Give back word for word every line from the one that includes "Target: wood grain" through the last line of the listing, and nothing besides.

▬▬▬▬▬▬▬▬▬▬

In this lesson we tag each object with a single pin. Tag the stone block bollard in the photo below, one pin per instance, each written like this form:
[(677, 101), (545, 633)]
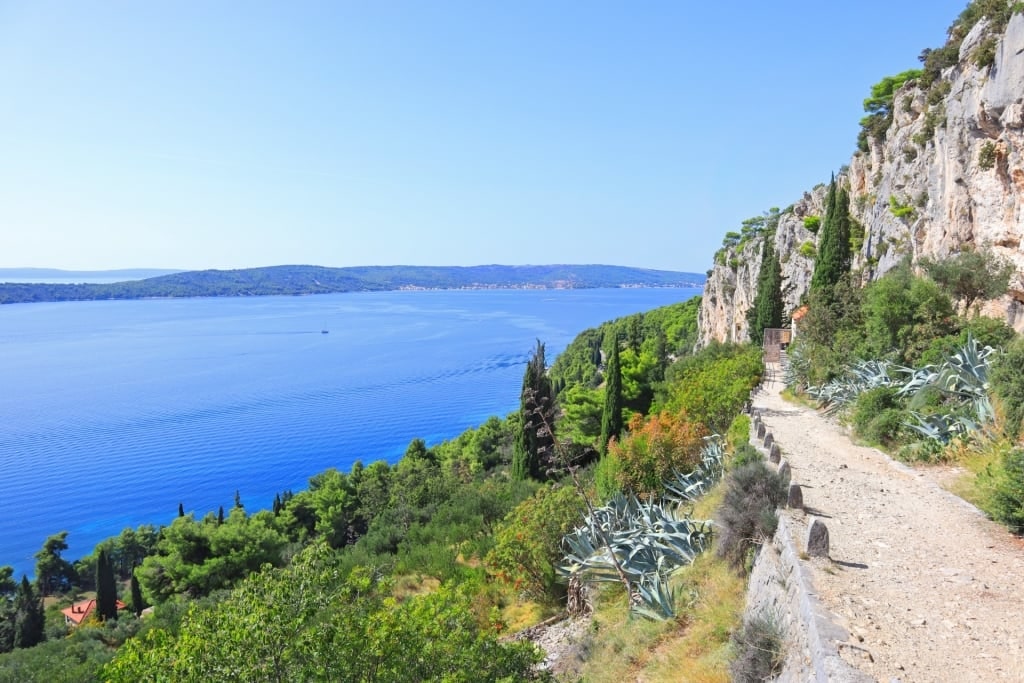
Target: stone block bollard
[(796, 500), (817, 539), (783, 471)]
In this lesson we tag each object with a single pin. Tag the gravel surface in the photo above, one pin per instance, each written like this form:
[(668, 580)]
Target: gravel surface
[(928, 588)]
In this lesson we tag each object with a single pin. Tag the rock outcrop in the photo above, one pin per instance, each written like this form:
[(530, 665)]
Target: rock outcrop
[(952, 160)]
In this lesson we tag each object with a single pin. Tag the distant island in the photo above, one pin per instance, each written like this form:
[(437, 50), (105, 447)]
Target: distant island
[(302, 280)]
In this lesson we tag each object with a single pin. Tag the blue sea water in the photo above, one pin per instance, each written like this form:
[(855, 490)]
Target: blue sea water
[(114, 412)]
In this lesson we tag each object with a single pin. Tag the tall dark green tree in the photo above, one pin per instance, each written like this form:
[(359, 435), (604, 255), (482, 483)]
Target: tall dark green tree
[(833, 261), (53, 572), (767, 309), (137, 602), (843, 226), (611, 418), (8, 590), (535, 437), (107, 589), (29, 617)]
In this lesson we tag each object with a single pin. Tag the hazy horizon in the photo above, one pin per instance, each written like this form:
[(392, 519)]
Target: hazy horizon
[(450, 132)]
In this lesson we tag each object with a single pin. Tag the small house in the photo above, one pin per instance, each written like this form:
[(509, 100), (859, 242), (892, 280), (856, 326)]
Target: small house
[(80, 611)]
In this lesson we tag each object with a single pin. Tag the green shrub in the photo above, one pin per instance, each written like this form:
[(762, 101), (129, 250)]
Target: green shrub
[(747, 516), (760, 650), (527, 543), (869, 404), (1007, 499), (607, 477), (938, 92), (713, 385), (739, 431), (984, 55), (888, 428), (986, 156), (744, 455), (1007, 379)]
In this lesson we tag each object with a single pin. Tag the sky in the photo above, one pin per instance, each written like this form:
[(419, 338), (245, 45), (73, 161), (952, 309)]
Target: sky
[(238, 134)]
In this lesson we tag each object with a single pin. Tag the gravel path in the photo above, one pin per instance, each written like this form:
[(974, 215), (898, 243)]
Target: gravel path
[(928, 588)]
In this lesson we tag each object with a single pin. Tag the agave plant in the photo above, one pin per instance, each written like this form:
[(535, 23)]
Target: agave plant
[(645, 542), (963, 378), (842, 391), (685, 488)]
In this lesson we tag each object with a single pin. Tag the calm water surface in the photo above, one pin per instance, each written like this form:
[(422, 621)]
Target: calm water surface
[(114, 412)]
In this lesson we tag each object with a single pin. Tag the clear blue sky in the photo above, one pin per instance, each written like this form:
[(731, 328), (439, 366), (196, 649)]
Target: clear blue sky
[(236, 134)]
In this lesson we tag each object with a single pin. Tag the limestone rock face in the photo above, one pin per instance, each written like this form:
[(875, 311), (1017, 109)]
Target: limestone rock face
[(954, 155)]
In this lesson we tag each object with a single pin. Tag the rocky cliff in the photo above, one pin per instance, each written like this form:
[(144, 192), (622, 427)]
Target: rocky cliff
[(951, 165)]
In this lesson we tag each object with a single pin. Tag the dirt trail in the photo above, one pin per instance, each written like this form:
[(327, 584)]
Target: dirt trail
[(928, 588)]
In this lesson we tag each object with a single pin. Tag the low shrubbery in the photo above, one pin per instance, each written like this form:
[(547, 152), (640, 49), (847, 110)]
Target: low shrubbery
[(760, 650), (747, 516)]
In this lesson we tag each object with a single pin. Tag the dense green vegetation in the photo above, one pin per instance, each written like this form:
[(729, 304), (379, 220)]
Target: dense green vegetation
[(880, 105), (296, 280)]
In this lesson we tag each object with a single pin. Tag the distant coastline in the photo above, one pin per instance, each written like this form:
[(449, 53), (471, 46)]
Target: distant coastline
[(306, 280)]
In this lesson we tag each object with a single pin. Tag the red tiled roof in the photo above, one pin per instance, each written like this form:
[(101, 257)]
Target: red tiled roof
[(80, 611)]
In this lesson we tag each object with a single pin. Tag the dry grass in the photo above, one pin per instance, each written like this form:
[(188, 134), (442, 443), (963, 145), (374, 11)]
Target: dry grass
[(519, 615), (412, 585)]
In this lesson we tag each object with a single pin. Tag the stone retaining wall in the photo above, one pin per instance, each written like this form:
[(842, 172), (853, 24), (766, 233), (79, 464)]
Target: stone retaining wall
[(780, 589)]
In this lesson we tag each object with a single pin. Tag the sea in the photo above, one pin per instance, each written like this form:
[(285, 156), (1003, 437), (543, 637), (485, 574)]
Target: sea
[(112, 413)]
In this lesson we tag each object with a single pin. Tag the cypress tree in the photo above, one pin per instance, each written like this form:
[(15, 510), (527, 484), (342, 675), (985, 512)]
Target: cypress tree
[(843, 230), (834, 242), (537, 419), (611, 417), (107, 589), (29, 617), (767, 309), (136, 595)]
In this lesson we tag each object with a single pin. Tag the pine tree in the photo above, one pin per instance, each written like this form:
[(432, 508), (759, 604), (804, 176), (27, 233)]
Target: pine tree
[(611, 418), (107, 589), (136, 595), (29, 617), (537, 419)]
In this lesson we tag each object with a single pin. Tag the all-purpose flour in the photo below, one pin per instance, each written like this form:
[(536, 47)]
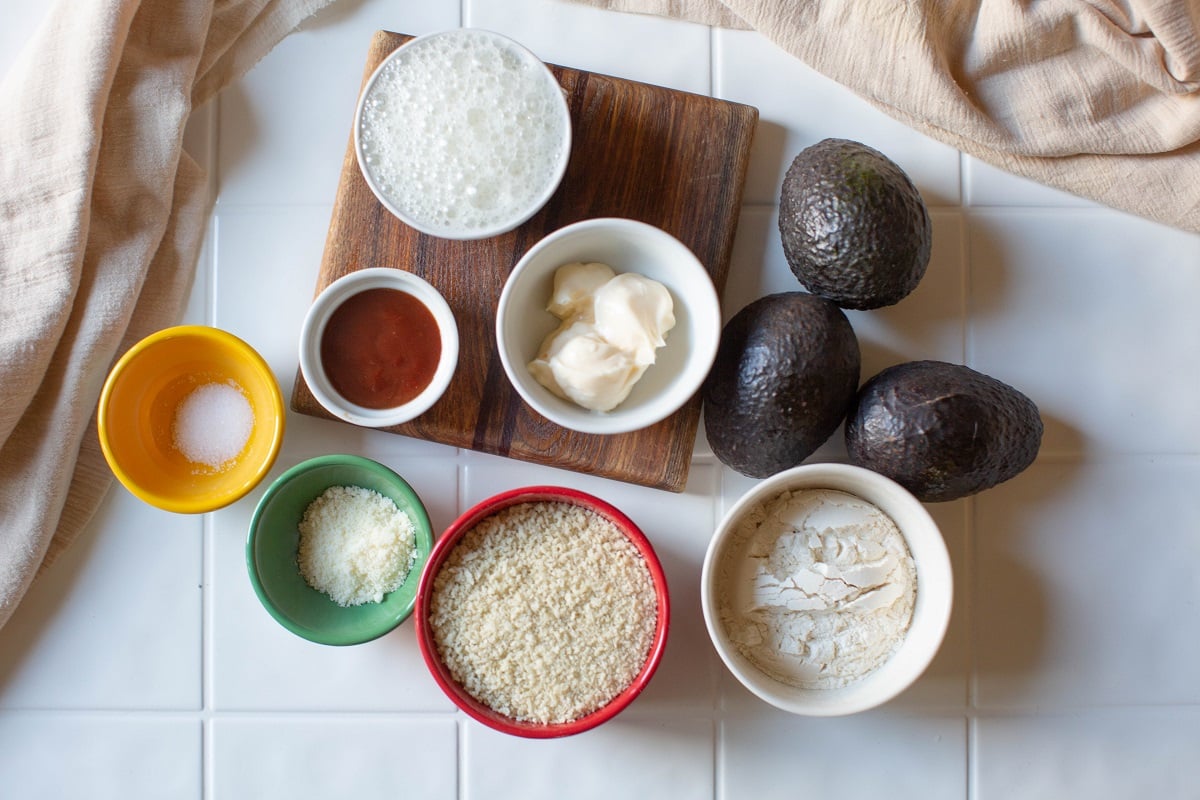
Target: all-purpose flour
[(823, 591)]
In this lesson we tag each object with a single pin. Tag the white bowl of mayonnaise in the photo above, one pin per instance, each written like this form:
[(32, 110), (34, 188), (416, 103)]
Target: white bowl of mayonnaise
[(607, 325), (827, 589)]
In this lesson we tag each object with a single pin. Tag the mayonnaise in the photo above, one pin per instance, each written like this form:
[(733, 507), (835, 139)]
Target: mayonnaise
[(611, 329)]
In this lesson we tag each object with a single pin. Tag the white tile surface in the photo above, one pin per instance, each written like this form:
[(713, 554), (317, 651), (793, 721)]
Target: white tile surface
[(1084, 597), (100, 757), (1127, 753), (1068, 668), (876, 755), (315, 758), (114, 624)]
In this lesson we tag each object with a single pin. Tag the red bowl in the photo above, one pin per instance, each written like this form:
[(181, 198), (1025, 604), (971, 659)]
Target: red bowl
[(441, 673)]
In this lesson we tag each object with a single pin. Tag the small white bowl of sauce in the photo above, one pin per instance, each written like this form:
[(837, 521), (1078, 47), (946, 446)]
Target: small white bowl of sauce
[(378, 347)]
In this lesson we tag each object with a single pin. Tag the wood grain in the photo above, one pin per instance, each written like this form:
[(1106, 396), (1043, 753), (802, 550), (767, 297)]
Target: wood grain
[(671, 158)]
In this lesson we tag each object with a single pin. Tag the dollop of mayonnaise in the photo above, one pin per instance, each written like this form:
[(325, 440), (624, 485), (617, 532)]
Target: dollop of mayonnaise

▬▬▬▬▬▬▬▬▬▬

**OUTPUT FOR THIS EXERCISE:**
Target: wood grain
[(671, 158)]
In this lesson we tag each object with a single pin. Tag the dollop of mayonnaise in the photo above, one pin per instance, each written like this form:
[(325, 440), (624, 485), (617, 532)]
Target: dollop of mayonnaise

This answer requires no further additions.